The lines to repeat run from the one containing "Could you point out the wooden bench" through the last line of the records below; repeat them exactly and give nothing more.

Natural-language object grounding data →

*** Begin section ***

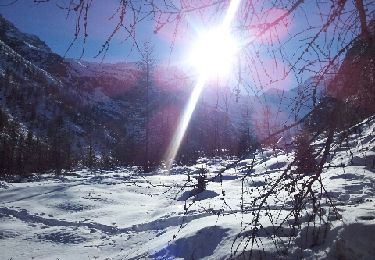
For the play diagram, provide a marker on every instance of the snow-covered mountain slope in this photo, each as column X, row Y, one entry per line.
column 102, row 106
column 123, row 214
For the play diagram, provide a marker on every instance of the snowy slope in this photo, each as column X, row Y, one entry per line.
column 124, row 214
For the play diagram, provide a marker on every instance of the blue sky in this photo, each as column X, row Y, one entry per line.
column 50, row 23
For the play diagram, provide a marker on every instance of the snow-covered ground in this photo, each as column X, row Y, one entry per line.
column 125, row 214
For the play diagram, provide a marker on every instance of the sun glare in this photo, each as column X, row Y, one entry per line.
column 214, row 52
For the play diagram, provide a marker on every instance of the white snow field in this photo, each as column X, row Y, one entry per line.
column 124, row 214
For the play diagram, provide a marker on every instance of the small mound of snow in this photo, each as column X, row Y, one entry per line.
column 4, row 185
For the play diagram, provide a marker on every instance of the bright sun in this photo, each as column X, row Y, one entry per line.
column 214, row 53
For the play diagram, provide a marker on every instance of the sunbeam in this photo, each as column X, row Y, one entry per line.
column 213, row 54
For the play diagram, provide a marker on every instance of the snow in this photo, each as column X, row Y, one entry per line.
column 126, row 214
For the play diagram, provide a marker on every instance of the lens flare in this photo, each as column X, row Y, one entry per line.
column 212, row 53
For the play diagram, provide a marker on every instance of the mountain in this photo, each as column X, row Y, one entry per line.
column 87, row 113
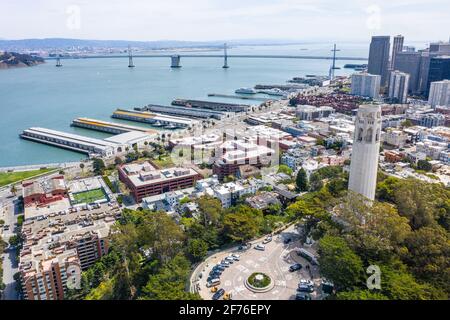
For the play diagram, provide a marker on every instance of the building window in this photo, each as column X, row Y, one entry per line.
column 369, row 135
column 360, row 132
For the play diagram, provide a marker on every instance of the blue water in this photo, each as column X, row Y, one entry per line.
column 51, row 97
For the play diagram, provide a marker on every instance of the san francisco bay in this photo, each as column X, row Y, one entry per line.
column 49, row 97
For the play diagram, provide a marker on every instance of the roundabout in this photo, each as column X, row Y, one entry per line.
column 259, row 282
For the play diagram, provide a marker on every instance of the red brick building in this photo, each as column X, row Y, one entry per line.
column 144, row 180
column 43, row 193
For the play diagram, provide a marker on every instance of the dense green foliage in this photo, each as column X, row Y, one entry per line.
column 10, row 177
column 150, row 256
column 302, row 180
column 404, row 232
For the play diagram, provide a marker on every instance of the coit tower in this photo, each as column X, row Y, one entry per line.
column 366, row 148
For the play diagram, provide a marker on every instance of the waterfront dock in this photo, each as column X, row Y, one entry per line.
column 235, row 96
column 71, row 141
column 183, row 111
column 109, row 127
column 210, row 105
column 155, row 119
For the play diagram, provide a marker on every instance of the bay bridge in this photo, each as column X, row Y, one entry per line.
column 176, row 58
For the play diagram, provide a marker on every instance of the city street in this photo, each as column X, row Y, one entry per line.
column 274, row 261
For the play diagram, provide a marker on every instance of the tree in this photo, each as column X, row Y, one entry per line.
column 424, row 165
column 282, row 168
column 99, row 166
column 197, row 248
column 170, row 282
column 315, row 182
column 360, row 294
column 339, row 263
column 398, row 284
column 302, row 180
column 428, row 255
column 242, row 223
column 374, row 232
column 210, row 210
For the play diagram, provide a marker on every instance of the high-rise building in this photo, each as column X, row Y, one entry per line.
column 366, row 148
column 396, row 48
column 409, row 62
column 435, row 50
column 398, row 86
column 439, row 70
column 439, row 93
column 366, row 85
column 379, row 57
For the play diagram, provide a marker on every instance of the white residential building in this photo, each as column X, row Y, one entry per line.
column 398, row 86
column 365, row 152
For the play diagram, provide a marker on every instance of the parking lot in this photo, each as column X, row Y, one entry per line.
column 274, row 261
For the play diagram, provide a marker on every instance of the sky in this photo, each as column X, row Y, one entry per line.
column 203, row 20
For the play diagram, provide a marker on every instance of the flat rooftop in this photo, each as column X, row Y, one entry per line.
column 145, row 174
column 75, row 138
column 101, row 123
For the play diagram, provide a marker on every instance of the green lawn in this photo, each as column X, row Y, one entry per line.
column 89, row 196
column 10, row 177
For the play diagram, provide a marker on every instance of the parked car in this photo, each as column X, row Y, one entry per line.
column 230, row 259
column 295, row 267
column 215, row 273
column 219, row 267
column 244, row 247
column 302, row 296
column 267, row 240
column 218, row 294
column 307, row 282
column 225, row 263
column 260, row 247
column 305, row 288
column 213, row 282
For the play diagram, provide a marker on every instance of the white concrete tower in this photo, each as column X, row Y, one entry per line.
column 365, row 152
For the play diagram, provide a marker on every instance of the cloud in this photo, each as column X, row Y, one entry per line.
column 224, row 19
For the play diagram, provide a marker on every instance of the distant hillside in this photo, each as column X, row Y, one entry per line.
column 60, row 43
column 15, row 60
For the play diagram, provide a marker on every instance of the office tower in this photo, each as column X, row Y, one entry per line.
column 396, row 48
column 439, row 93
column 366, row 85
column 439, row 70
column 366, row 147
column 436, row 49
column 398, row 86
column 379, row 57
column 410, row 62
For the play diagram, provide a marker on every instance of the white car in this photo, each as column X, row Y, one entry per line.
column 267, row 240
column 306, row 282
column 230, row 259
column 260, row 247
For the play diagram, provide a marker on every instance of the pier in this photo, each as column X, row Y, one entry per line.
column 210, row 105
column 235, row 96
column 184, row 111
column 155, row 119
column 109, row 127
column 74, row 142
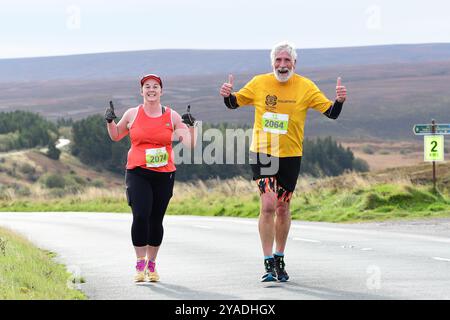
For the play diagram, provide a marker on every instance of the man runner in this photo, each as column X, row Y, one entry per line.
column 281, row 100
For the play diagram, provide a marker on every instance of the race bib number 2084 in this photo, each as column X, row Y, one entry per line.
column 275, row 122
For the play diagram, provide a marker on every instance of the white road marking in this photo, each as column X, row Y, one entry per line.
column 306, row 240
column 202, row 227
column 441, row 259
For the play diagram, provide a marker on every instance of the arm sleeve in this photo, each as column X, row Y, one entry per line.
column 231, row 102
column 334, row 111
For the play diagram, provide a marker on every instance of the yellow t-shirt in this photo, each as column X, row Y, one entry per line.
column 280, row 112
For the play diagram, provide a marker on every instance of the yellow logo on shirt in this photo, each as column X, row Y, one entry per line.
column 271, row 100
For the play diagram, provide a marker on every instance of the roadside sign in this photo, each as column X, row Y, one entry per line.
column 422, row 129
column 433, row 148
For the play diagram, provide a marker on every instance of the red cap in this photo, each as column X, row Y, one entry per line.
column 151, row 76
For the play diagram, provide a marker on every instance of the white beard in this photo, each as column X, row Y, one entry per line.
column 283, row 77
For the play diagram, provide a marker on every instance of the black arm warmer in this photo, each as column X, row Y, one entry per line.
column 334, row 111
column 231, row 102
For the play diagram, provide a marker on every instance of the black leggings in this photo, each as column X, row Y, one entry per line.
column 148, row 194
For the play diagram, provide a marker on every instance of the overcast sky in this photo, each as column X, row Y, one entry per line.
column 60, row 27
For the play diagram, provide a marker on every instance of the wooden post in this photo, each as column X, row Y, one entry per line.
column 433, row 131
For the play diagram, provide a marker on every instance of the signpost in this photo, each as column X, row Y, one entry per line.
column 433, row 142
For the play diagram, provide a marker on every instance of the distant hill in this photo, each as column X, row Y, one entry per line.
column 205, row 62
column 390, row 87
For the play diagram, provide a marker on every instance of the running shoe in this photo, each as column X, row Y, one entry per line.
column 270, row 275
column 151, row 272
column 141, row 266
column 282, row 275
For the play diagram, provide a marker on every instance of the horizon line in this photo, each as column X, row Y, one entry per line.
column 217, row 49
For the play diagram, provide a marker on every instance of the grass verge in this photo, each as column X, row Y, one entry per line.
column 349, row 198
column 29, row 273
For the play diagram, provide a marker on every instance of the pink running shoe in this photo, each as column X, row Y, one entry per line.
column 151, row 272
column 141, row 266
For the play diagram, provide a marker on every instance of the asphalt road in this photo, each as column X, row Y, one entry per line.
column 220, row 258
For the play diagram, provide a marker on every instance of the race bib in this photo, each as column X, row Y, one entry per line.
column 156, row 157
column 275, row 122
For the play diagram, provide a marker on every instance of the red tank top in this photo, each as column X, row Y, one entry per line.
column 151, row 142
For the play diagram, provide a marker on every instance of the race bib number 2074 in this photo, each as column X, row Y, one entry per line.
column 156, row 157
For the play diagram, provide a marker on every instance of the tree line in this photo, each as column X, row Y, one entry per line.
column 92, row 145
column 24, row 129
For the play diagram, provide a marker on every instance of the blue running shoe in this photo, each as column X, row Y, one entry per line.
column 270, row 275
column 282, row 275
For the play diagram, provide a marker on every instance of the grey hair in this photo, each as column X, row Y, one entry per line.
column 283, row 46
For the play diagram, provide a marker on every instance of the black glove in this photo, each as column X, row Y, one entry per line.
column 188, row 119
column 109, row 113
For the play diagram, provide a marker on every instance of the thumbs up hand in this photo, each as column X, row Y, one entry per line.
column 109, row 113
column 227, row 87
column 341, row 91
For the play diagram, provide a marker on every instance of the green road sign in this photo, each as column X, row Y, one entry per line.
column 421, row 129
column 433, row 148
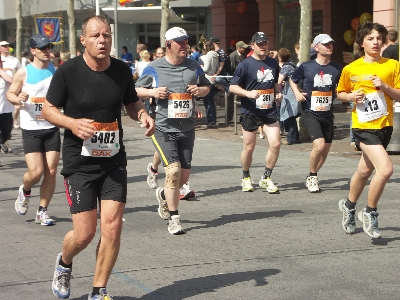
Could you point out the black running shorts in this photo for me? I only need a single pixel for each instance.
(84, 189)
(251, 123)
(174, 146)
(43, 140)
(318, 127)
(373, 136)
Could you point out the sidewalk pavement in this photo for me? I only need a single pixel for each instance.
(238, 245)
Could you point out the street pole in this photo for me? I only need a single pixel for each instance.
(305, 39)
(116, 28)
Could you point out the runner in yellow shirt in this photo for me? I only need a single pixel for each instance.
(371, 82)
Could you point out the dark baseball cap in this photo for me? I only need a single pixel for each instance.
(39, 41)
(259, 37)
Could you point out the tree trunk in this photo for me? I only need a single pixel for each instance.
(72, 28)
(164, 21)
(305, 39)
(18, 38)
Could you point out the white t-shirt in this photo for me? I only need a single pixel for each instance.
(5, 105)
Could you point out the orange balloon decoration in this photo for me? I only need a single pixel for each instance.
(355, 23)
(242, 7)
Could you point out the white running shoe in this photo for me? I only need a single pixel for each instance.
(268, 184)
(22, 202)
(370, 223)
(151, 177)
(162, 205)
(247, 185)
(312, 184)
(43, 218)
(175, 225)
(348, 220)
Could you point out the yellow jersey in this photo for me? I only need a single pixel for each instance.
(377, 110)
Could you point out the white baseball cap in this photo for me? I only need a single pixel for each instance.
(176, 34)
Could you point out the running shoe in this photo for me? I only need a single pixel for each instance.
(312, 184)
(370, 223)
(175, 225)
(162, 205)
(151, 177)
(43, 218)
(247, 185)
(61, 280)
(185, 193)
(102, 296)
(348, 221)
(268, 184)
(22, 202)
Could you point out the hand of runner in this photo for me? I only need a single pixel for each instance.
(193, 90)
(160, 93)
(147, 122)
(357, 96)
(22, 98)
(300, 97)
(83, 128)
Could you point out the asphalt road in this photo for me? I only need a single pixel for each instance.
(238, 245)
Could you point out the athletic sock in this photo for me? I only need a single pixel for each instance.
(96, 290)
(64, 265)
(173, 213)
(350, 205)
(267, 172)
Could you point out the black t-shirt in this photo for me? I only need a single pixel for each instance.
(252, 74)
(392, 51)
(320, 80)
(84, 93)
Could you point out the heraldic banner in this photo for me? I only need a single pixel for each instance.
(49, 27)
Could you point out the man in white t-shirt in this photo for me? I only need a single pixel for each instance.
(10, 63)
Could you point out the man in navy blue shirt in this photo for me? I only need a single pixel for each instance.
(320, 77)
(256, 81)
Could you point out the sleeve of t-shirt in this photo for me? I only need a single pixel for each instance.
(298, 74)
(201, 78)
(344, 82)
(57, 93)
(130, 95)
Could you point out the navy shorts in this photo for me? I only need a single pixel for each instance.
(251, 123)
(84, 189)
(174, 147)
(43, 140)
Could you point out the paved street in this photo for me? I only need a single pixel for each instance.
(238, 245)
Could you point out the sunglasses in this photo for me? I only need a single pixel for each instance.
(49, 46)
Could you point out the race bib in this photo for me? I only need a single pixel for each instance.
(35, 108)
(180, 105)
(266, 99)
(104, 142)
(373, 107)
(321, 101)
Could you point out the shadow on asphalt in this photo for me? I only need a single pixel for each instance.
(226, 219)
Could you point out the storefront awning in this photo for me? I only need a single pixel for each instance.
(138, 15)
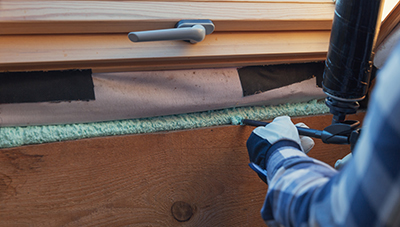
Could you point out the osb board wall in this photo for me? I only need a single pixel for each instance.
(184, 178)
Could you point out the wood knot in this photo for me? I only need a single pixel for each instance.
(182, 211)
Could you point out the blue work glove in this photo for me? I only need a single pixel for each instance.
(263, 141)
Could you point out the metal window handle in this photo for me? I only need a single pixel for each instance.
(189, 30)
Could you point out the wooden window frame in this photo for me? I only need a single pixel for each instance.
(53, 35)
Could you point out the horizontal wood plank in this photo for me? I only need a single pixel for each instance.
(389, 23)
(141, 180)
(52, 17)
(114, 52)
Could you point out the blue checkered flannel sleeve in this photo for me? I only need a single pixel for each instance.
(366, 192)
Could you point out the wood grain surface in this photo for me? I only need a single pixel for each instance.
(389, 23)
(114, 52)
(79, 17)
(183, 178)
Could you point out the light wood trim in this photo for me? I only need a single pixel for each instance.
(52, 17)
(264, 1)
(114, 52)
(390, 22)
(134, 180)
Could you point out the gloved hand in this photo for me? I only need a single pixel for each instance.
(280, 132)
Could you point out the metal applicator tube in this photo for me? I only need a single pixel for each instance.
(349, 60)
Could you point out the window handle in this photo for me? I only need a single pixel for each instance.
(192, 31)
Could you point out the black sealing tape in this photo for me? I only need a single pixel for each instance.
(257, 79)
(50, 86)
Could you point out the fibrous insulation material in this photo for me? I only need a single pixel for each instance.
(18, 136)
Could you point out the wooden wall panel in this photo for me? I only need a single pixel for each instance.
(136, 179)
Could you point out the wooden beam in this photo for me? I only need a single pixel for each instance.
(114, 52)
(141, 180)
(61, 17)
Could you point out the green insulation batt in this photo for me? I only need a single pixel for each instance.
(18, 136)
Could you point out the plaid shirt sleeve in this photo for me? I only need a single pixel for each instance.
(366, 192)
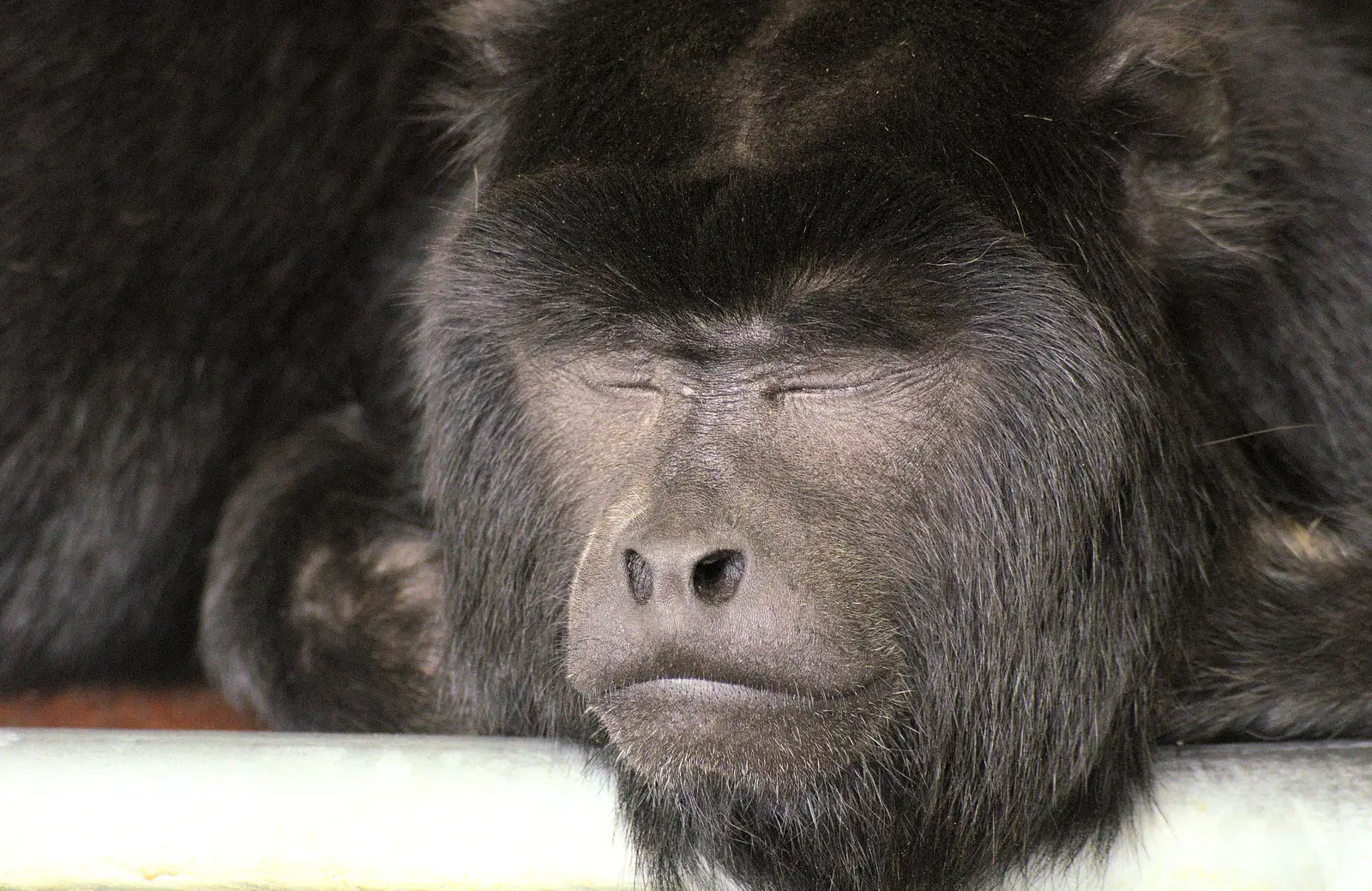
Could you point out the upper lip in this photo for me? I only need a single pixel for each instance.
(699, 669)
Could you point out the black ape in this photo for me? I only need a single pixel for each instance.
(871, 423)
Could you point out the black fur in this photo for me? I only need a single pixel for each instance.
(1015, 356)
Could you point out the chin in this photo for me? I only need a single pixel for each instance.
(678, 729)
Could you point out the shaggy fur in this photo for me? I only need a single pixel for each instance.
(1014, 358)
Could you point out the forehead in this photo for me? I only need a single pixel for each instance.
(747, 261)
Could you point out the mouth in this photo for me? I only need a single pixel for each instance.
(674, 728)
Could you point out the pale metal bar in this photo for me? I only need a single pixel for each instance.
(86, 809)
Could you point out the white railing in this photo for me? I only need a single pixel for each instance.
(91, 809)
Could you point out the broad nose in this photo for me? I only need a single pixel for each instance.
(676, 569)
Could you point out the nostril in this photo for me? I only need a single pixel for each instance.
(640, 577)
(717, 575)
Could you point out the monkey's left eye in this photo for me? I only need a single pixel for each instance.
(631, 386)
(832, 386)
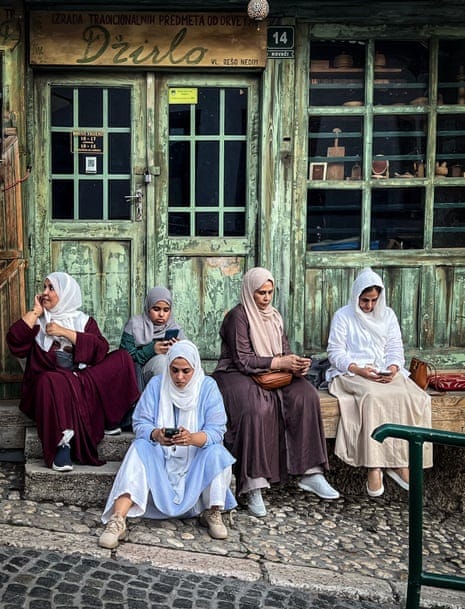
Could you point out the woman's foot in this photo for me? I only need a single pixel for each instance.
(375, 487)
(317, 483)
(114, 532)
(214, 522)
(62, 461)
(255, 504)
(400, 475)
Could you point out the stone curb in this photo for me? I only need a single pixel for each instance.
(318, 581)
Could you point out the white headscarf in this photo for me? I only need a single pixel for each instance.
(142, 328)
(65, 312)
(266, 326)
(185, 399)
(373, 322)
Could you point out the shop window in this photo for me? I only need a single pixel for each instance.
(386, 152)
(207, 164)
(90, 153)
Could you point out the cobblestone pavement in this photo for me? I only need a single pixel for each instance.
(305, 553)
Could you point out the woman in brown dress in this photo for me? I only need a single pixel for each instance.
(272, 434)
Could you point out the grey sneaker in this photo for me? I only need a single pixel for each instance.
(255, 505)
(214, 522)
(114, 532)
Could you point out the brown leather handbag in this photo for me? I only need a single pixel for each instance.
(273, 379)
(421, 372)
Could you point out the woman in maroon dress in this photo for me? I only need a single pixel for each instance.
(272, 434)
(72, 388)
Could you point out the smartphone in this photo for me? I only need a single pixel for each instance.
(172, 333)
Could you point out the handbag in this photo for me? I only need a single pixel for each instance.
(421, 372)
(449, 381)
(273, 379)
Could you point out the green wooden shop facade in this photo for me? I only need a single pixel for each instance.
(147, 145)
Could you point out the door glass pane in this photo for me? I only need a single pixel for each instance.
(449, 217)
(90, 107)
(206, 179)
(397, 218)
(179, 119)
(208, 144)
(401, 141)
(336, 148)
(62, 199)
(337, 73)
(62, 106)
(451, 72)
(91, 142)
(119, 153)
(333, 219)
(62, 157)
(207, 112)
(207, 224)
(235, 111)
(234, 173)
(179, 224)
(179, 174)
(401, 73)
(90, 199)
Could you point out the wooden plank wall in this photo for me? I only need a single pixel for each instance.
(12, 263)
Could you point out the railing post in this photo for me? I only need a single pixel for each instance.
(415, 555)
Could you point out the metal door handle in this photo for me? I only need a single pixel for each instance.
(138, 198)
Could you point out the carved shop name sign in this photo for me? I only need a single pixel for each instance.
(146, 39)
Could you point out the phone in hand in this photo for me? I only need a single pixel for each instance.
(171, 333)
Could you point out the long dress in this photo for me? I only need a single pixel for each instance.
(365, 404)
(144, 473)
(272, 434)
(85, 399)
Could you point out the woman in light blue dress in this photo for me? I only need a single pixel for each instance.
(181, 475)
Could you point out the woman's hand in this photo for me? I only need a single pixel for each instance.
(296, 364)
(54, 329)
(161, 347)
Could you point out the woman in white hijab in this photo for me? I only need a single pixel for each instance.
(148, 337)
(177, 467)
(368, 377)
(273, 434)
(72, 388)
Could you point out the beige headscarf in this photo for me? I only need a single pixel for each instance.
(266, 326)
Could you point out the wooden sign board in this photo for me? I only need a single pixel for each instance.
(136, 40)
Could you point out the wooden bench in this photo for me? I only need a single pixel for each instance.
(448, 412)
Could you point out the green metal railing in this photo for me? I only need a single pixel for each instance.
(416, 437)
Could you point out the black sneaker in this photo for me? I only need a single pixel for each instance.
(62, 461)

*** End section ***

Task result →
Could you point out the wooden bench in this photo for me? I only need a single pixel for each instance.
(448, 412)
Could you point out the green metal railing in this photo for me? I only need a single pixel for each instance.
(416, 437)
Could you point out the black sneaker in this photo for me? I only need a single pixel for each instance.
(62, 461)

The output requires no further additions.